**WHAT IS REQUIRED:** Please copy every line with the string "recessed" from the entries below.

(Collected data entries)
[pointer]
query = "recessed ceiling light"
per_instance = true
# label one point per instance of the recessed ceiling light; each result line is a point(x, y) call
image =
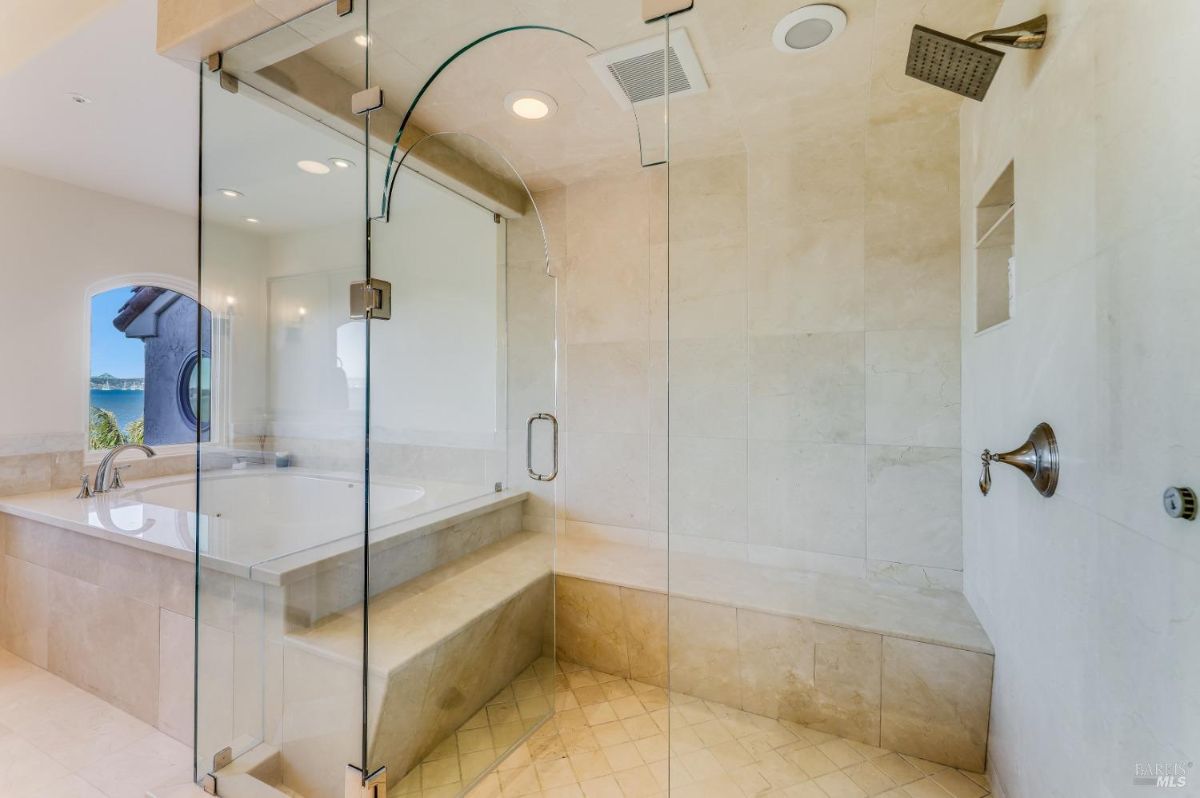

**RESPONSE AREA:**
query = "recessed ceiling light"
# label one point per instance of the recessed ceiling light; each result line is a point(x, y) call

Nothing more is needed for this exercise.